(PROVIDED RECORDS begins)

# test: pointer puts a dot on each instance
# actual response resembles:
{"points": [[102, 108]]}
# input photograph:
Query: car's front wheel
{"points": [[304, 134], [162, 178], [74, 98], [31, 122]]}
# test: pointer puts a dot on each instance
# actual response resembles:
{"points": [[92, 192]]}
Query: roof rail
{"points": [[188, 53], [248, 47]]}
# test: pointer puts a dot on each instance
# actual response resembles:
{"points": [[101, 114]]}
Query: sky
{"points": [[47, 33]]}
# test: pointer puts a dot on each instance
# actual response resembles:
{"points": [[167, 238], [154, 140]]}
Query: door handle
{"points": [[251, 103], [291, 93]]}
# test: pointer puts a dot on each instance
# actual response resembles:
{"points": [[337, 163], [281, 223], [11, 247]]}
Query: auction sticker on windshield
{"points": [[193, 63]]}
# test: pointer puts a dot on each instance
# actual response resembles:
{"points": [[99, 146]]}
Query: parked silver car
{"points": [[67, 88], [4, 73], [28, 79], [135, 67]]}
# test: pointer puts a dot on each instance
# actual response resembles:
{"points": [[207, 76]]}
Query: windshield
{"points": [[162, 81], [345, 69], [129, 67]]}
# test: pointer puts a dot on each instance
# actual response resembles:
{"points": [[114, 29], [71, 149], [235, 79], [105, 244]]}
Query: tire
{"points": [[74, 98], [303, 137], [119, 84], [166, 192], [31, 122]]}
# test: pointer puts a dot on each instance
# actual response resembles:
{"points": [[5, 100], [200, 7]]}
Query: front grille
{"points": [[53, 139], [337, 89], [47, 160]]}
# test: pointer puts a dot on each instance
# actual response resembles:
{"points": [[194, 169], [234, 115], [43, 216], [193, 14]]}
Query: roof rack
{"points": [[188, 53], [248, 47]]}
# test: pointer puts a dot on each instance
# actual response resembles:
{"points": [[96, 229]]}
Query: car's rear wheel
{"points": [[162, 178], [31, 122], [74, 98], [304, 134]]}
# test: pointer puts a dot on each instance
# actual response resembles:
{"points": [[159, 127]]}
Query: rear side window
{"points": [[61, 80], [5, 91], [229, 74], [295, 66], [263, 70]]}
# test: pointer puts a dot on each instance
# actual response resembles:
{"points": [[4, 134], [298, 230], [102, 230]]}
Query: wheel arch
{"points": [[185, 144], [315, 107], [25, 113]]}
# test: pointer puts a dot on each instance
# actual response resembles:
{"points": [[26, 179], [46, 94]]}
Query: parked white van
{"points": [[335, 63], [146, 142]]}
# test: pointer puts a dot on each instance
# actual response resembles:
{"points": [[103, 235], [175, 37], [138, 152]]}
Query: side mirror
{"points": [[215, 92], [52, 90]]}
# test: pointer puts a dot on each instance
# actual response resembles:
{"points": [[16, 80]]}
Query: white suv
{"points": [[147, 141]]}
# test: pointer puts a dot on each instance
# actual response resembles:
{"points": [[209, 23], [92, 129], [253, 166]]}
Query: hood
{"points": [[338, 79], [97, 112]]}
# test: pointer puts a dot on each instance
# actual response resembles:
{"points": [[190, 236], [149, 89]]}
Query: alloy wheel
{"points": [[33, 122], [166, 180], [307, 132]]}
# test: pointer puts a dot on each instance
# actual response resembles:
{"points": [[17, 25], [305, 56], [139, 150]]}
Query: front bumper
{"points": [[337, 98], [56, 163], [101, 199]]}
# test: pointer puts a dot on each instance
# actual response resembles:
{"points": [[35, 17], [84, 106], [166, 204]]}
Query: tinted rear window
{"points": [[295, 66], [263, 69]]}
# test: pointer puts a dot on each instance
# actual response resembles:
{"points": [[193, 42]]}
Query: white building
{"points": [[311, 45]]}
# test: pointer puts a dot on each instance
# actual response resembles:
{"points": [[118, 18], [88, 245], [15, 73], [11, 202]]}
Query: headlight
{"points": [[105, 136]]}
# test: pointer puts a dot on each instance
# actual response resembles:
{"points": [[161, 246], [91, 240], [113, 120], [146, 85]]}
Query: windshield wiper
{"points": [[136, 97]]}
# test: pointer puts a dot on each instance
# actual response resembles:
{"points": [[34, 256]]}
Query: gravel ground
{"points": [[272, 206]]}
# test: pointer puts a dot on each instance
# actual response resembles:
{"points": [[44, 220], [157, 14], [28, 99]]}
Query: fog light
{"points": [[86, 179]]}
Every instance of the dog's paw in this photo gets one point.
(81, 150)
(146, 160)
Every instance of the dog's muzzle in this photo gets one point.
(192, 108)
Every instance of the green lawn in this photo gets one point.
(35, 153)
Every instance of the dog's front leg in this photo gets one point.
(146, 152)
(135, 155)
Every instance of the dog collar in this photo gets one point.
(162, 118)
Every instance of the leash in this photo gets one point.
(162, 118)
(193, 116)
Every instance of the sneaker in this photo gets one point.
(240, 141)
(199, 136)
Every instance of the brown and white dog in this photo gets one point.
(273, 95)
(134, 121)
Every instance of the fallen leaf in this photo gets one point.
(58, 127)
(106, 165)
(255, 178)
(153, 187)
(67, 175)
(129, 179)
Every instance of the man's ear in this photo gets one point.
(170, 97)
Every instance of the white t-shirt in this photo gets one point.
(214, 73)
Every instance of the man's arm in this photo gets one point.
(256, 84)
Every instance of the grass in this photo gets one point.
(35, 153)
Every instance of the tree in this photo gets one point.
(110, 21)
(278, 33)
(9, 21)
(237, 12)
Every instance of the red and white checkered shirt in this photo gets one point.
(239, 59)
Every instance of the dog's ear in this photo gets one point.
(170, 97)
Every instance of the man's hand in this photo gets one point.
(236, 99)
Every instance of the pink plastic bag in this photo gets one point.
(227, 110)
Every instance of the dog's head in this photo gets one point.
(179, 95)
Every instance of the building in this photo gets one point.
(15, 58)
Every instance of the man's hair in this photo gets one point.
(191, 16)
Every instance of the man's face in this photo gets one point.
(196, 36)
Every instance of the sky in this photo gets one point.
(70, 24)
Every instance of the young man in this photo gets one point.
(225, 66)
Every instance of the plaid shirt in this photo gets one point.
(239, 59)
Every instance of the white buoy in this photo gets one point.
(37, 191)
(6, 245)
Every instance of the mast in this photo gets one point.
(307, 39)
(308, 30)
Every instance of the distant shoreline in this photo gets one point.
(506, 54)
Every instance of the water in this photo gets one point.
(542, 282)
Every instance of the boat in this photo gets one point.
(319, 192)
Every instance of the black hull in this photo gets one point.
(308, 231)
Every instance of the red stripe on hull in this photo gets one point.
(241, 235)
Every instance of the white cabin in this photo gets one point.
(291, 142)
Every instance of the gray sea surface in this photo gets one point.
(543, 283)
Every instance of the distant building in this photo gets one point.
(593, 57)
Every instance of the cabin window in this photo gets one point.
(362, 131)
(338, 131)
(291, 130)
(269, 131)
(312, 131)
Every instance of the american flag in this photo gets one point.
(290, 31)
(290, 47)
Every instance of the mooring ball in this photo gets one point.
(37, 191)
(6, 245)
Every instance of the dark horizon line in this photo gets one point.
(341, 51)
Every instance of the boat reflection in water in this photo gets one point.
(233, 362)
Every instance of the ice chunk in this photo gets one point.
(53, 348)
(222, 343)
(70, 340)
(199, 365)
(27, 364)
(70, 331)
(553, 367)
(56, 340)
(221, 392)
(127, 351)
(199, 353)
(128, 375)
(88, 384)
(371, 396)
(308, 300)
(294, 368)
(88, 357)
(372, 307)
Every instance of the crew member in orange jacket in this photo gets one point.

(PROVIDED RECORDS ends)

> INSTRUCTIONS FOR THE TASK: Each of the records is to be written out again without alteration.

> EXERCISE RESPONSE:
# test: pointer puts a dot on each instance
# actual response resembles:
{"points": [[102, 108]]}
# input photograph:
Query: car's front wheel
{"points": [[304, 134], [162, 178], [74, 98], [31, 122]]}
# test: pointer puts a dot on each instance
# actual response resembles:
{"points": [[92, 192]]}
Query: roof rail
{"points": [[188, 53], [248, 47]]}
# test: pointer puts a dot on each instance
# actual response resembles:
{"points": [[101, 114]]}
Query: sky
{"points": [[47, 33]]}
# test: pointer puts a dot on each instance
# actual response resembles:
{"points": [[167, 238], [154, 140]]}
Query: door handle
{"points": [[251, 103], [291, 93]]}
# test: pointer puts a dot on each instance
# actual response resembles:
{"points": [[337, 163], [281, 223], [11, 247]]}
Query: auction sticker on windshield
{"points": [[193, 63]]}
# test: pointer puts a dot on each instance
# actual response resembles:
{"points": [[99, 146]]}
Query: parked silver car
{"points": [[67, 88], [4, 73], [28, 79], [135, 67]]}
# test: pointer puts a dot on each instance
# actual response resembles:
{"points": [[207, 76]]}
Query: windshield
{"points": [[162, 81], [345, 69], [129, 67]]}
# test: pointer puts a dot on each instance
# actual response resembles:
{"points": [[114, 29], [71, 149], [235, 79], [105, 244]]}
Query: tire
{"points": [[74, 98], [303, 137], [119, 84], [166, 192], [31, 122]]}
# test: pointer puts a dot on each instance
# actual response resembles:
{"points": [[5, 100], [200, 7]]}
Query: front grille
{"points": [[53, 139], [337, 89], [47, 160]]}
# test: pointer puts a dot on each instance
# actual response resembles:
{"points": [[194, 169], [234, 115], [43, 216], [193, 14]]}
Query: roof rack
{"points": [[188, 53], [248, 47]]}
# test: pointer puts a dot on each instance
# actual response resembles:
{"points": [[96, 229]]}
Query: car's rear wheel
{"points": [[162, 178], [31, 122], [74, 98], [304, 134]]}
# test: pointer puts a dot on each instance
# actual response resembles:
{"points": [[159, 127]]}
Query: rear side window
{"points": [[61, 80], [5, 91], [229, 74], [295, 66], [263, 70]]}
# test: pointer puts a dot on each instance
# actual response resembles:
{"points": [[4, 134], [298, 230], [102, 230]]}
Query: wheel arch
{"points": [[185, 144], [315, 107], [25, 113]]}
# test: pointer puts a dot on each instance
# actual response resembles:
{"points": [[26, 179], [46, 94]]}
Query: parked white van
{"points": [[335, 63], [146, 142]]}
# test: pointer puts a dot on each instance
# actual response resembles:
{"points": [[103, 235], [175, 37], [138, 152]]}
Query: side mirror
{"points": [[215, 92], [52, 90]]}
# test: pointer puts a dot on each instance
# actual response resembles:
{"points": [[16, 80]]}
Query: white suv
{"points": [[147, 141]]}
# test: pointer puts a dot on each instance
# actual response resembles:
{"points": [[209, 23], [92, 129], [253, 166]]}
Query: hood
{"points": [[338, 79], [97, 112]]}
# test: pointer puts a dot on each instance
# actual response resembles:
{"points": [[190, 236], [149, 89]]}
Query: alloy wheel
{"points": [[33, 122], [166, 180], [307, 132]]}
# test: pointer puts a dot on each instance
# actual response resembles:
{"points": [[17, 25], [305, 56], [139, 150]]}
Query: front bumper
{"points": [[337, 98], [56, 163], [101, 199]]}
# test: pointer puts a dot on each instance
# actual response resembles:
{"points": [[35, 17], [84, 106], [166, 204]]}
Query: tinted rear window
{"points": [[295, 66], [263, 69]]}
# test: pointer puts a dot on each instance
# actual response resembles:
{"points": [[193, 42]]}
Query: white building
{"points": [[311, 45]]}
# test: pointer puts a dot on each instance
# actual response resembles:
{"points": [[118, 18], [88, 245], [15, 73], [11, 202]]}
Query: headlight
{"points": [[105, 136]]}
# test: pointer puts a dot on each instance
# actual response resembles:
{"points": [[161, 246], [91, 240], [113, 120], [146, 85]]}
Query: windshield wiper
{"points": [[136, 97]]}
# test: pointer puts a dot on each instance
# actual response resembles:
{"points": [[34, 256]]}
Query: gravel ground
{"points": [[272, 206]]}
# test: pointer puts a dot on each instance
# actual response resembles:
{"points": [[44, 220], [157, 14], [28, 99]]}
Query: fog light
{"points": [[86, 179]]}
Every instance of the dog's paw in this photo gets one point.
(81, 150)
(146, 160)
Every instance of the dog's muzzle in this photo gets one point.
(192, 108)
Every instance of the green lawn in this photo gets one point.
(35, 153)
Every instance of the dog's front leg in this photo gets one point.
(146, 152)
(135, 155)
Every instance of the dog collar in this photo gets one point.
(162, 118)
Every instance of the leash in this photo gets one point.
(162, 118)
(193, 116)
Every instance of the sneaker in this photo gets one point.
(240, 141)
(199, 136)
Every instance of the brown and white dog in this photo gets one point.
(273, 95)
(134, 121)
Every instance of the fallen leaf in this photo gets one point.
(58, 127)
(106, 165)
(255, 178)
(153, 187)
(67, 175)
(129, 179)
Every instance of the man's ear in this photo gets one point.
(170, 97)
Every instance of the white t-shirt in this photo gets one point.
(214, 73)
Every instance of the man's arm in this photo gets one point.
(256, 84)
Every instance of the grass in this photo gets one point.
(35, 153)
Every instance of the tree in this photo gets one point.
(110, 21)
(278, 33)
(9, 21)
(237, 12)
Every instance of the red and white checkered shirt in this photo gets one point.
(239, 59)
Every instance of the dog's ear in this photo gets one point.
(170, 97)
Every instance of the man's hand in this photo gets one point.
(236, 99)
Every instance of the pink plastic bag in this photo gets one point.
(227, 110)
Every instance of the dog's head in this photo gets one point.
(179, 95)
Every instance of the building in this photo gets one point.
(15, 58)
Every instance of the man's hair in this photo gets one point.
(191, 16)
Every instance of the man's face in this photo gets one point.
(196, 36)
Every instance of the sky in this photo gets one point.
(70, 24)
Every instance of the young man in this photo gets one point.
(225, 66)
Every instance of the plaid shirt in this photo gets one point.
(239, 59)
Every instance of the white buoy in this photo gets one point.
(37, 191)
(6, 245)
Every instance of the mast in this photo gets one point.
(307, 39)
(308, 30)
Every instance of the distant shoreline in this photo gets one point.
(506, 54)
Every instance of the water in this photo gets one point.
(542, 282)
Every instance of the boat in this photo gets one point.
(319, 192)
Every instance of the black hull in this photo gets one point.
(308, 231)
Every instance of the red stripe on hull in this photo gets one point.
(241, 235)
Every instance of the white cabin in this photo gets one point.
(291, 142)
Every instance of the gray sea surface in this photo gets one point.
(543, 283)
Every instance of the distant building in this photo gets one point.
(593, 57)
Every instance of the cabin window in this photo gets one point.
(362, 131)
(338, 131)
(291, 130)
(269, 131)
(312, 131)
Every instance of the american flag in this photo gets one point.
(290, 31)
(290, 47)
Every instance of the mooring ball in this photo gets one point.
(37, 191)
(6, 245)
Every instance of the dark horizon line in this photo gets one point.
(341, 51)
Every instance of the boat reflection in water in this photo gets one point.
(233, 362)
Every instance of the ice chunk in this photo gets one point.
(53, 348)
(222, 343)
(70, 340)
(199, 365)
(27, 364)
(70, 331)
(553, 367)
(56, 340)
(221, 392)
(127, 351)
(199, 353)
(128, 375)
(88, 384)
(371, 396)
(308, 300)
(294, 368)
(88, 357)
(372, 307)
Every instance of the crew member in orange jacket in this photo gets one point.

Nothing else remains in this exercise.